Exercise directions: Can you identify every line in the items below that contains the word "sticky" and copy each of those lines in full?

Data for the task:
***
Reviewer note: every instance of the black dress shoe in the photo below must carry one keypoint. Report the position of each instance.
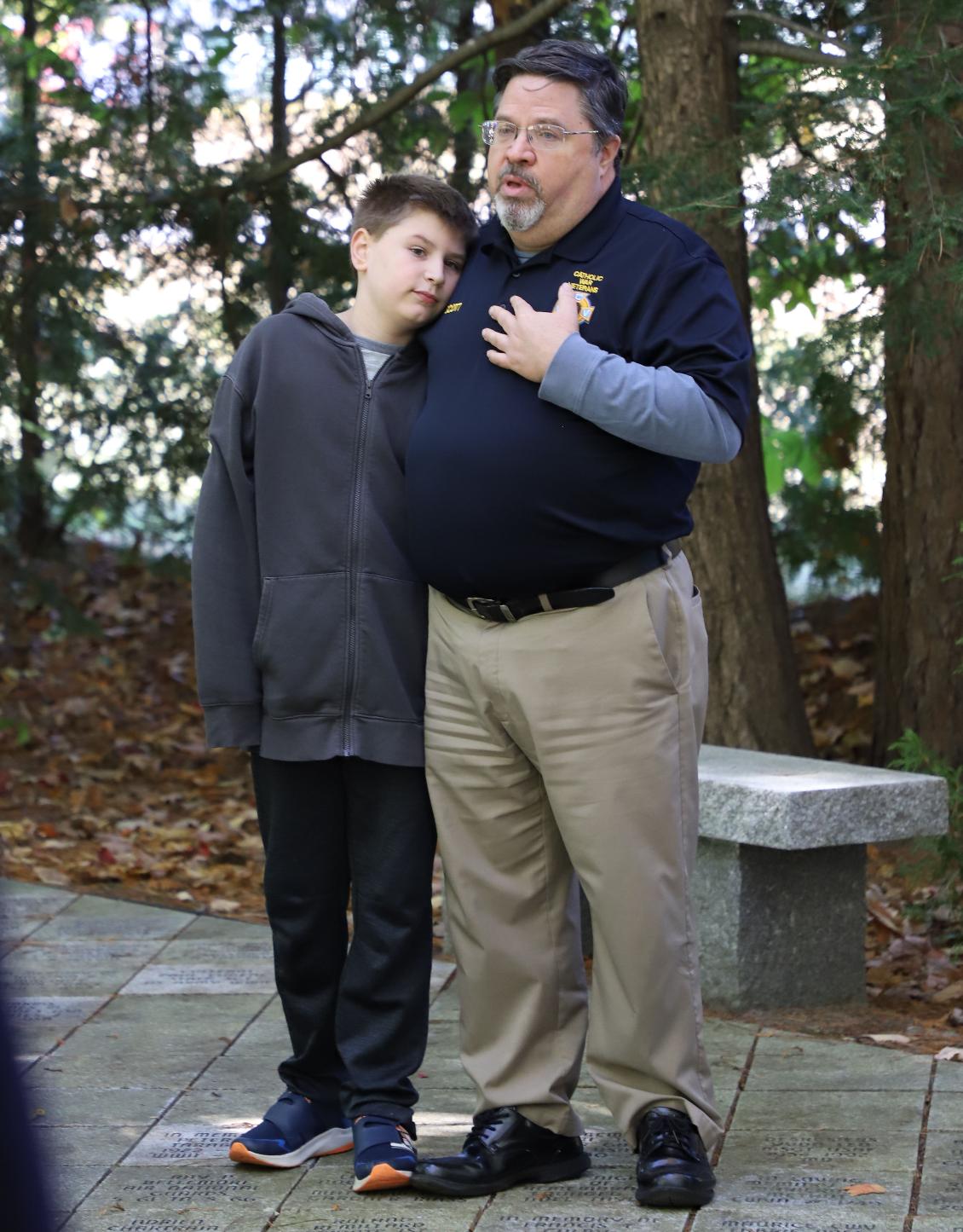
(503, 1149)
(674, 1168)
***
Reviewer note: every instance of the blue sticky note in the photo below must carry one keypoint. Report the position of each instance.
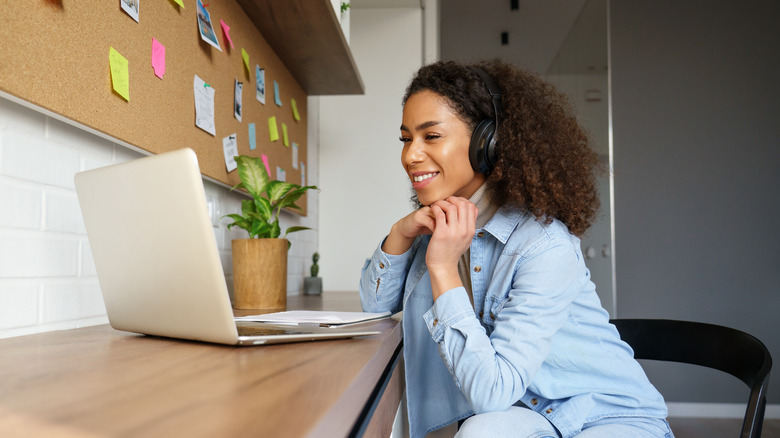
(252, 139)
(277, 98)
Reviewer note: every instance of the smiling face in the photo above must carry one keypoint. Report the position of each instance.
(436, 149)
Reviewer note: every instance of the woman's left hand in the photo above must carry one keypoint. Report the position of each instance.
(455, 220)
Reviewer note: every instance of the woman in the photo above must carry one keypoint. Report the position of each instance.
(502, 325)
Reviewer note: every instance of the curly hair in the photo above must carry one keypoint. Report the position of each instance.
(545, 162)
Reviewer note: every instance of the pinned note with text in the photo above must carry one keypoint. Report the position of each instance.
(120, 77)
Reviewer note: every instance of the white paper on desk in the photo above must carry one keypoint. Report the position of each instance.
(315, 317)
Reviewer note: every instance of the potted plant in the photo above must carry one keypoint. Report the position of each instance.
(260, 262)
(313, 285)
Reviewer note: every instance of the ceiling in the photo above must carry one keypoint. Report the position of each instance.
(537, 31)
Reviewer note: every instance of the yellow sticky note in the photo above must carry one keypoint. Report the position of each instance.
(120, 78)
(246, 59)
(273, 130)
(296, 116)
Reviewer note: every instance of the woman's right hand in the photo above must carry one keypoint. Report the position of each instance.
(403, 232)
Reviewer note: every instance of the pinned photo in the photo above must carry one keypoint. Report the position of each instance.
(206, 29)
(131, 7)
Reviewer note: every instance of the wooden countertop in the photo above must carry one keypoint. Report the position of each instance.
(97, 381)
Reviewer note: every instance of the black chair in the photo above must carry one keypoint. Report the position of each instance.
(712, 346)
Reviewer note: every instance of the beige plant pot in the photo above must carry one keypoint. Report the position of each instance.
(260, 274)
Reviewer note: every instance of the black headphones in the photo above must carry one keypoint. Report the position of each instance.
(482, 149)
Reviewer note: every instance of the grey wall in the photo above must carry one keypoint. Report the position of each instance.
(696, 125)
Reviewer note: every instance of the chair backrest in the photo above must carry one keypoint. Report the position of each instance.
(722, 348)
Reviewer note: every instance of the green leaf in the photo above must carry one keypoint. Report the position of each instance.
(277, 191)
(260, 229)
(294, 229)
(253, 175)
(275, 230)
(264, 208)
***
Full answer:
Reviewer note: every instance of the blue sticky note in the photo below must carry one keypoint. Report the position of each instance.
Reviewer note: every instance of the yellow sticky note in the photo above must carry one keypoint. Report the position of each instance.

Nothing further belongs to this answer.